READING PASSAGE:
Protein-coding gene in the species Homo sapiens

Myoferlin is a protein that in humans is encoded by the MYOF gene.

Mutations in dysferlin, a protein associated with the plasma membrane, can cause muscle weakness that affects both proximal and distal muscles. The protein encoded by this gene is a type II membrane protein that is structurally similar to dysferlin. It is a member of the ferlin family and associates with both plasma and nuclear membranes.

Two transcript variants encoding different isoforms have been found for this gene. Other possible variants have been detected, but their full-length natures have not been determined.

== Structure and function ==

Myoferlin contains C2 domains that play a role in calcium-mediated membrane fusion events, suggesting that it may be involved in membrane regeneration and repair. Myoferlin also contains a FerA domain. FerA domains have been shown to interact with the membrane, suggesting that FerA domain in myoferlin may contribute to myoferlin's membrane interaction mechanism.

ENTRIES PROVIDED:

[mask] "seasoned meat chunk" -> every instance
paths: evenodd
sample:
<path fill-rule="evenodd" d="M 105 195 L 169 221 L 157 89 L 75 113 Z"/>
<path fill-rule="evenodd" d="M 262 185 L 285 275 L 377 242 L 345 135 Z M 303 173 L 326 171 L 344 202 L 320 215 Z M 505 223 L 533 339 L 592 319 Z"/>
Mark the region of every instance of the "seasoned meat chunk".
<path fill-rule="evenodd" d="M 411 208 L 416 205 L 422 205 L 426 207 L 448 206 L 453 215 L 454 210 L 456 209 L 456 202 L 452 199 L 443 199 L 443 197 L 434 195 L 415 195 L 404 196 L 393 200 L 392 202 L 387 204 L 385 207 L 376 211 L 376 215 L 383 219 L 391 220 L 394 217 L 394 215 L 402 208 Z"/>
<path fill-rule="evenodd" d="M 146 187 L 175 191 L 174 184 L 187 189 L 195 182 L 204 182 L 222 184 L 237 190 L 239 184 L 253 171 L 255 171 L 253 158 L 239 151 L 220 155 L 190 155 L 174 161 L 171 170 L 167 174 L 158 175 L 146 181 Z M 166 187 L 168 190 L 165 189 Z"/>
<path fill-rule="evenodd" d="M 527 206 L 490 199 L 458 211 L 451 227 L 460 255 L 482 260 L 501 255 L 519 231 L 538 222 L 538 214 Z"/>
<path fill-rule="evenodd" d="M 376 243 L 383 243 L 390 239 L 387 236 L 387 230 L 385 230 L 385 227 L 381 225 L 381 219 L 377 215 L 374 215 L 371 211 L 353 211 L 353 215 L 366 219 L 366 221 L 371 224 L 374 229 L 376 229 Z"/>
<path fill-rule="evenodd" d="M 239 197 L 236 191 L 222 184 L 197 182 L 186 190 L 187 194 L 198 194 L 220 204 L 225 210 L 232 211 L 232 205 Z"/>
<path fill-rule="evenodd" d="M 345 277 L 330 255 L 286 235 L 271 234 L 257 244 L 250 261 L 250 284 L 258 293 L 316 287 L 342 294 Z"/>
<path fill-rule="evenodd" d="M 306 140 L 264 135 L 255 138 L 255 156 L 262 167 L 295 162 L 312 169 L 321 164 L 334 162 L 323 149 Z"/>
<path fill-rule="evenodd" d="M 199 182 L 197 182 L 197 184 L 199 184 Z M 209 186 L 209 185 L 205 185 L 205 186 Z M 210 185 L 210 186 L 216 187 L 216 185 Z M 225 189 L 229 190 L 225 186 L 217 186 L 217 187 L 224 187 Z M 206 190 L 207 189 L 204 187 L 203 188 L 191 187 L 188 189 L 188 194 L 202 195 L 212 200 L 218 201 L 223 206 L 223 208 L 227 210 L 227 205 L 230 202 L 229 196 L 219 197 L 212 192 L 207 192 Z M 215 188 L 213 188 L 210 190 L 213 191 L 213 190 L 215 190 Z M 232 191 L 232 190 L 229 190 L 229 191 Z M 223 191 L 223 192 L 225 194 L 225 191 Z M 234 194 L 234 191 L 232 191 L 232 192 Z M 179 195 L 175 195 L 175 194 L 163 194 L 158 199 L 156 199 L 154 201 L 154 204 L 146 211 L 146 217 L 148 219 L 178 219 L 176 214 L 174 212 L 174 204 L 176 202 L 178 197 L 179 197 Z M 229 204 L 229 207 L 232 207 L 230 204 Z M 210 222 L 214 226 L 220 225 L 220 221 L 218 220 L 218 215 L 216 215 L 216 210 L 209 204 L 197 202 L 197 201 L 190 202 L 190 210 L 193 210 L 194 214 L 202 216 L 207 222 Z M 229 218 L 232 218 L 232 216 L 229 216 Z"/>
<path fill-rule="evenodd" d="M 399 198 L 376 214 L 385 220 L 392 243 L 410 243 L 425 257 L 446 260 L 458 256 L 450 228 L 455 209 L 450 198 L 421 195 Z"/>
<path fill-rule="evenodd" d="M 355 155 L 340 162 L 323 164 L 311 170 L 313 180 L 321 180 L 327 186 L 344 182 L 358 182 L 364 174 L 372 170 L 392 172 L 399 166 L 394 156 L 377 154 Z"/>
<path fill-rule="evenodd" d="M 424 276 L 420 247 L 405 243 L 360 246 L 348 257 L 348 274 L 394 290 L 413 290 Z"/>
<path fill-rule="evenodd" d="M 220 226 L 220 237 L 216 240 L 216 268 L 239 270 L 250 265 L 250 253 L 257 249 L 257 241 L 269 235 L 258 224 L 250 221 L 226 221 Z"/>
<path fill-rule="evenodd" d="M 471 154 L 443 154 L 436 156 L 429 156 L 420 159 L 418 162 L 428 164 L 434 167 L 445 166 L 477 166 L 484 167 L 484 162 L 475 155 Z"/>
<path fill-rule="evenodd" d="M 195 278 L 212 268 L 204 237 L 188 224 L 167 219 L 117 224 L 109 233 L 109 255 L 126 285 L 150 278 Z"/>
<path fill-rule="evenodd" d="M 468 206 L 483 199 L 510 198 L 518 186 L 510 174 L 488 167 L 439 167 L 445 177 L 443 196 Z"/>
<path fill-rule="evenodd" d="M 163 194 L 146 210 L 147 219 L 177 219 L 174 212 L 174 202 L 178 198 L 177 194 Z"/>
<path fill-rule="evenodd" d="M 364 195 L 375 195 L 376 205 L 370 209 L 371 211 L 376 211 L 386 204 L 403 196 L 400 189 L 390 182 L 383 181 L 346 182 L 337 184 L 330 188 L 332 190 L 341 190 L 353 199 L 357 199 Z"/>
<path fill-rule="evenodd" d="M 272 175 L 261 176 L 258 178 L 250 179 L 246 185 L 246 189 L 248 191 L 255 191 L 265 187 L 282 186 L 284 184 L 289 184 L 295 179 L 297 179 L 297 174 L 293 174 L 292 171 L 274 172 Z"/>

REQUIREMENT A: Retype the part of the myoferlin text starting with "Myoferlin contains C2" and going on through "membrane interaction mechanism.".
REQUIREMENT B: Continue the text on the myoferlin protein from where it stops.
These lines have nothing to do with the text on myoferlin.

RESPONSE BOX A:
Myoferlin contains C2 domains that play a role in calcium-mediated membrane fusion events, suggesting that it may be involved in membrane regeneration and repair. Myoferlin also contains a FerA domain. FerA domains have been shown to interact with the membrane, suggesting that FerA domain in myoferlin may contribute to myoferlin's membrane interaction mechanism.

RESPONSE BOX B:
== Clinical significance ==

Myoferlin is overexpressed in several types of cancers, especially pancreas and triple-negative breast cancer. Overexpression of myoferlin is associated with proliferation, migration and invasion of cancer cells and silencing myoferlin's gene in triple-negative breast cancer can significantly reduce tumor growth and metastatic progression.